- [Task prompt]
Print the lines that run from the line with "of the bridge" to the line with "the building reflection in water", keeping both end lines, exactly as they appear in the entries below, and nothing else.

————

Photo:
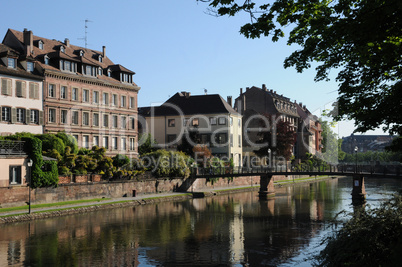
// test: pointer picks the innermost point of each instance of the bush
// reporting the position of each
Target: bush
(373, 237)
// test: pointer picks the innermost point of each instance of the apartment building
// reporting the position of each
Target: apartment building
(21, 101)
(84, 93)
(217, 123)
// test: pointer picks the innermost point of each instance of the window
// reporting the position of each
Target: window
(114, 143)
(34, 116)
(63, 117)
(105, 142)
(85, 118)
(20, 89)
(95, 119)
(132, 144)
(20, 115)
(74, 94)
(123, 122)
(221, 138)
(132, 102)
(105, 99)
(171, 122)
(132, 123)
(52, 115)
(11, 63)
(85, 95)
(195, 122)
(114, 100)
(85, 141)
(63, 92)
(105, 120)
(95, 141)
(34, 91)
(212, 121)
(6, 86)
(123, 101)
(30, 66)
(114, 125)
(52, 90)
(15, 175)
(123, 144)
(74, 117)
(95, 97)
(6, 114)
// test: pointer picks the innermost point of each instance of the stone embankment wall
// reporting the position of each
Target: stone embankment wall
(18, 195)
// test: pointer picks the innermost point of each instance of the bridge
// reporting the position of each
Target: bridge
(358, 172)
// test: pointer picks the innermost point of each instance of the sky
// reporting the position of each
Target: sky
(174, 46)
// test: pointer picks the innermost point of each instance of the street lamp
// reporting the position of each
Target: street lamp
(29, 164)
(356, 149)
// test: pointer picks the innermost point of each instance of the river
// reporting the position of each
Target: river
(227, 230)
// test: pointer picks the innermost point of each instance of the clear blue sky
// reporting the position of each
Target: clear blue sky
(173, 46)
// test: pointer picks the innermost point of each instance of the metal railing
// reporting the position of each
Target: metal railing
(10, 147)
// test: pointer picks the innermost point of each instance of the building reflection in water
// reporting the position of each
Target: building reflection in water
(228, 229)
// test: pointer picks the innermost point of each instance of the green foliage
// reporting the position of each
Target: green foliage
(373, 237)
(120, 160)
(362, 39)
(147, 144)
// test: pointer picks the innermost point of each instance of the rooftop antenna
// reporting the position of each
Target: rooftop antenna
(86, 33)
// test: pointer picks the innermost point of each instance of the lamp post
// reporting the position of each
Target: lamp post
(29, 164)
(356, 149)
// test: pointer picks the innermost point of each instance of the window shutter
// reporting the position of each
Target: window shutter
(40, 117)
(27, 116)
(13, 115)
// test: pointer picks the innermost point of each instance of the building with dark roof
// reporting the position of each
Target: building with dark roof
(21, 102)
(85, 94)
(218, 124)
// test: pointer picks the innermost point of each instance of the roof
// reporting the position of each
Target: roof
(51, 48)
(190, 105)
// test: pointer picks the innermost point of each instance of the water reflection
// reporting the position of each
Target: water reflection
(233, 229)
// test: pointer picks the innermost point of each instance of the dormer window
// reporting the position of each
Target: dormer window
(11, 63)
(30, 66)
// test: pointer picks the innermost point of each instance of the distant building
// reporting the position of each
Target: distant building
(217, 123)
(309, 139)
(21, 101)
(254, 102)
(365, 143)
(84, 93)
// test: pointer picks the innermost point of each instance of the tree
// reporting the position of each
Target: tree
(280, 140)
(360, 38)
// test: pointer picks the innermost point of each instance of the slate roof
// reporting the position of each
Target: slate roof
(190, 105)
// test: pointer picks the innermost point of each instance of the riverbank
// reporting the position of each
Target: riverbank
(84, 207)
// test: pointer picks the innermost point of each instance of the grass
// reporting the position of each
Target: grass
(47, 205)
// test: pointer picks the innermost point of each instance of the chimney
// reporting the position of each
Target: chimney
(28, 41)
(230, 100)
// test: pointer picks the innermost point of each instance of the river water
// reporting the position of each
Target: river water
(227, 230)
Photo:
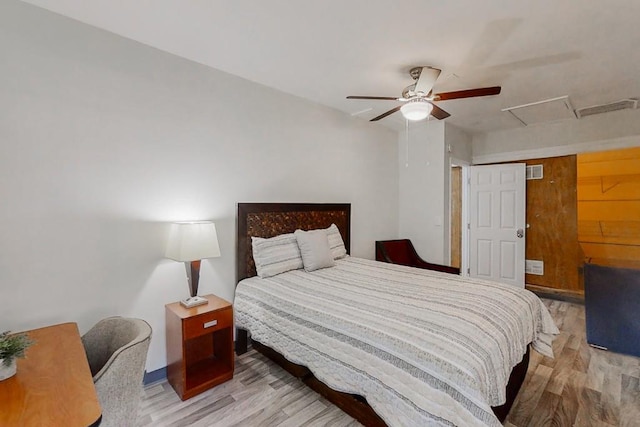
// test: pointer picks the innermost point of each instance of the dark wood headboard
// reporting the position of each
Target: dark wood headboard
(271, 219)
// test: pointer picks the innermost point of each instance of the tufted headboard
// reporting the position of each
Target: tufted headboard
(271, 219)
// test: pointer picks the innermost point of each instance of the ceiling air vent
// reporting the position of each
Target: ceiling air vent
(623, 104)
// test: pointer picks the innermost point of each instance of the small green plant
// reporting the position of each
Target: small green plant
(13, 346)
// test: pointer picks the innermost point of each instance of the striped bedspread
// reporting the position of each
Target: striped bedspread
(423, 347)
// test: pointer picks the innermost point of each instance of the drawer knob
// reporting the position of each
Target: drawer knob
(210, 324)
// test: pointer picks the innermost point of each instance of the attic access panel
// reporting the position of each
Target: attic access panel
(548, 110)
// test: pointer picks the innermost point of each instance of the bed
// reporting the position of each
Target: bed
(391, 376)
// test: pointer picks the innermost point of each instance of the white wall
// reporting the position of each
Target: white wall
(421, 183)
(620, 129)
(424, 185)
(104, 141)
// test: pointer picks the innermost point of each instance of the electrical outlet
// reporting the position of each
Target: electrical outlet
(534, 267)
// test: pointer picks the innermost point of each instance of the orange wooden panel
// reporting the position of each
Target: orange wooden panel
(616, 187)
(622, 232)
(53, 385)
(611, 210)
(600, 156)
(611, 167)
(608, 251)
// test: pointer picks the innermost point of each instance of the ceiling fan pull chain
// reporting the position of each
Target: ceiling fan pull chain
(406, 135)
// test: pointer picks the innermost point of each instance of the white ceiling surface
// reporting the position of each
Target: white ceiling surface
(324, 50)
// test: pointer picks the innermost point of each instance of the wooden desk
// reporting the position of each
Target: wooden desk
(53, 385)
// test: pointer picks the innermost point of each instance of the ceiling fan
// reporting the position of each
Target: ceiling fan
(419, 100)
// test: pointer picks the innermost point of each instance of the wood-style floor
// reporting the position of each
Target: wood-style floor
(582, 386)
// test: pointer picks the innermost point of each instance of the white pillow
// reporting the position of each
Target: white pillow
(276, 255)
(335, 242)
(314, 248)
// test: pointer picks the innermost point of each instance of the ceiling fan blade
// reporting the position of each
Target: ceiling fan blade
(388, 113)
(439, 113)
(427, 79)
(384, 98)
(469, 93)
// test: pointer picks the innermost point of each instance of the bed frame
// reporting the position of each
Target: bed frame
(271, 219)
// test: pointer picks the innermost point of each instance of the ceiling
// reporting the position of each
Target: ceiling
(324, 50)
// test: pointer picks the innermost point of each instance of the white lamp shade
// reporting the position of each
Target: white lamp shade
(192, 241)
(416, 110)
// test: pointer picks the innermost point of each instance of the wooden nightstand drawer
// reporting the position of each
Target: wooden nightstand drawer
(207, 322)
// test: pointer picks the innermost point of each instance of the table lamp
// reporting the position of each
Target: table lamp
(191, 242)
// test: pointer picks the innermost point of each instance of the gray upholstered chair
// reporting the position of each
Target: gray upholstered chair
(116, 348)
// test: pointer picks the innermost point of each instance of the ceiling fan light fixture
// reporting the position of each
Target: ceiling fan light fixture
(418, 109)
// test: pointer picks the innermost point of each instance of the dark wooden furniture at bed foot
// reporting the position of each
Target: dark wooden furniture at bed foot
(402, 252)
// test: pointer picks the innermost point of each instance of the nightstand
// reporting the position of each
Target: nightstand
(199, 346)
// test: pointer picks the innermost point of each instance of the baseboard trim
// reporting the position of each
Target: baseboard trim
(556, 294)
(154, 376)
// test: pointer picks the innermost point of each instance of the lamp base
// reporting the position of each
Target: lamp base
(193, 301)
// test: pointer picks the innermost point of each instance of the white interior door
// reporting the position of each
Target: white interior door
(497, 222)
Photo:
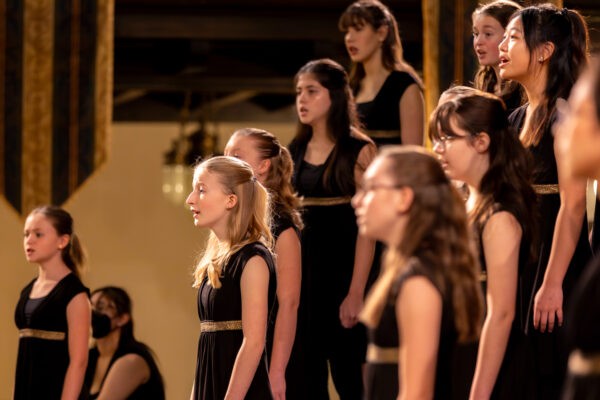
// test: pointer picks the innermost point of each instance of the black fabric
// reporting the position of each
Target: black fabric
(153, 389)
(217, 351)
(386, 335)
(328, 243)
(383, 112)
(41, 363)
(549, 348)
(512, 381)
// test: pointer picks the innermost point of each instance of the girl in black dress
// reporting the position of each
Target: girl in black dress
(235, 278)
(471, 137)
(388, 91)
(545, 50)
(273, 166)
(489, 23)
(53, 313)
(427, 297)
(330, 155)
(119, 367)
(578, 136)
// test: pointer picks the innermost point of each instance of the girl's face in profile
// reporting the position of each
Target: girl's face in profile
(312, 101)
(41, 242)
(514, 55)
(208, 201)
(375, 203)
(487, 35)
(244, 148)
(363, 42)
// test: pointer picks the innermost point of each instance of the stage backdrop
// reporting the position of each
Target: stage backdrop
(56, 59)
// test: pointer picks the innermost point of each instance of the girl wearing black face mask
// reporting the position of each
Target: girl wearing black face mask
(119, 366)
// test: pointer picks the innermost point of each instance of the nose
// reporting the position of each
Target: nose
(502, 45)
(357, 198)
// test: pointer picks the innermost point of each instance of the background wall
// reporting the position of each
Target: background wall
(135, 239)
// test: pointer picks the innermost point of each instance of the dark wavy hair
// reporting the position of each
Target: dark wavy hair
(73, 254)
(376, 14)
(486, 78)
(437, 236)
(342, 123)
(567, 30)
(120, 298)
(279, 176)
(508, 178)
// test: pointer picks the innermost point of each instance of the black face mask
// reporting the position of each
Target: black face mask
(101, 325)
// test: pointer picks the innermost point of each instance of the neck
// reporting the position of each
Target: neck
(54, 269)
(373, 66)
(535, 87)
(320, 134)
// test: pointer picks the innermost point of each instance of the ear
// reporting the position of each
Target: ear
(546, 51)
(231, 201)
(382, 33)
(481, 143)
(63, 241)
(263, 167)
(406, 197)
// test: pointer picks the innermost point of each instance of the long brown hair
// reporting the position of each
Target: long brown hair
(376, 14)
(249, 219)
(567, 30)
(439, 239)
(279, 176)
(342, 123)
(508, 178)
(486, 78)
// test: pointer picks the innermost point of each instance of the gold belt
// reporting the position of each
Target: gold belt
(41, 334)
(384, 134)
(546, 189)
(580, 364)
(325, 201)
(382, 355)
(214, 326)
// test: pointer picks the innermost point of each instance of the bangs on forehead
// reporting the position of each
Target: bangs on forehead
(353, 18)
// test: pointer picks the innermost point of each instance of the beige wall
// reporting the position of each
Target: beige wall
(135, 239)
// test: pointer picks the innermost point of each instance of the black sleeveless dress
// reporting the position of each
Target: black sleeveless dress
(513, 378)
(382, 371)
(43, 355)
(153, 389)
(328, 244)
(381, 116)
(549, 348)
(218, 349)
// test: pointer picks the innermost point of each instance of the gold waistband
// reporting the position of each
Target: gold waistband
(41, 334)
(383, 134)
(214, 326)
(580, 364)
(546, 189)
(382, 355)
(325, 201)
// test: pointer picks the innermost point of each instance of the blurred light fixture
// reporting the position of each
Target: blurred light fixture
(185, 151)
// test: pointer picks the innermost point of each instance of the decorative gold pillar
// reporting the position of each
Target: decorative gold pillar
(431, 61)
(56, 97)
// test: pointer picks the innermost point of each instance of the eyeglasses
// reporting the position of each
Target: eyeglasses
(442, 140)
(374, 187)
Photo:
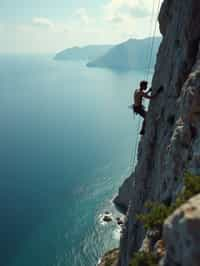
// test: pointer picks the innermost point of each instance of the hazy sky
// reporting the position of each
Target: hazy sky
(52, 25)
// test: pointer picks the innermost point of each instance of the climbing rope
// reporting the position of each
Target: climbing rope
(147, 74)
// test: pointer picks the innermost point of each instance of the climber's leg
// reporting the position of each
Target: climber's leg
(143, 128)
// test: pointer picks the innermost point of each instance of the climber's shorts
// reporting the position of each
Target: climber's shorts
(139, 110)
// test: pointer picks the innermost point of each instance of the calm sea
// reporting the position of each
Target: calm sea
(66, 137)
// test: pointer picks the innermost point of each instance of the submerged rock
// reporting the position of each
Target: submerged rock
(107, 218)
(110, 258)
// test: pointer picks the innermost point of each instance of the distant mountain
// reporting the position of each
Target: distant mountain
(132, 54)
(86, 53)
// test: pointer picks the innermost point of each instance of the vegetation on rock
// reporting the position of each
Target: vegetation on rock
(144, 259)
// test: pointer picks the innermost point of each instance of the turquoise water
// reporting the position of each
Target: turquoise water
(65, 143)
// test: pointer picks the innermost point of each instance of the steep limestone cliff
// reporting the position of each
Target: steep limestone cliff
(171, 144)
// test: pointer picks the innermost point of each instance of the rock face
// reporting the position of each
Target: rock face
(182, 235)
(110, 258)
(123, 197)
(171, 144)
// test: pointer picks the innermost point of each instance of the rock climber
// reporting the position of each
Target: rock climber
(138, 97)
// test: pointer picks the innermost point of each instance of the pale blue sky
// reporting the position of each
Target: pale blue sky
(50, 26)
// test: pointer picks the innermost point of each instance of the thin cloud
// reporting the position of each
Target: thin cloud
(82, 15)
(44, 22)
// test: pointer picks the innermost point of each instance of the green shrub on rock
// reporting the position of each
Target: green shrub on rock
(144, 259)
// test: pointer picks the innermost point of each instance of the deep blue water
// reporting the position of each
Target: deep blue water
(66, 135)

————

- [Your solution]
// test: pointer picks the innermost point of each instance of the bridge
// reporting the position of each
Target: bridge
(358, 172)
// test: pointer picks the innermost point of each instance of the sky
// reporting the position of each
Target: sky
(174, 46)
// test: pointer picks the innermost point of each instance of the street lamp
// reporting the position of each
Target: street lamp
(29, 164)
(356, 149)
// test: pointer picks the innermost point of each instance of the river
// reporting the position of each
Target: river
(227, 230)
// test: pointer picks the innermost point of each instance of the clear blue sky
// reporting the position of each
Target: clear blue sky
(173, 46)
// test: pointer picks the innermost point of each instance of the metal railing
// reporting the position of each
Target: metal railing
(10, 147)
// test: pointer picks the innermost point of each instance of the building reflection in water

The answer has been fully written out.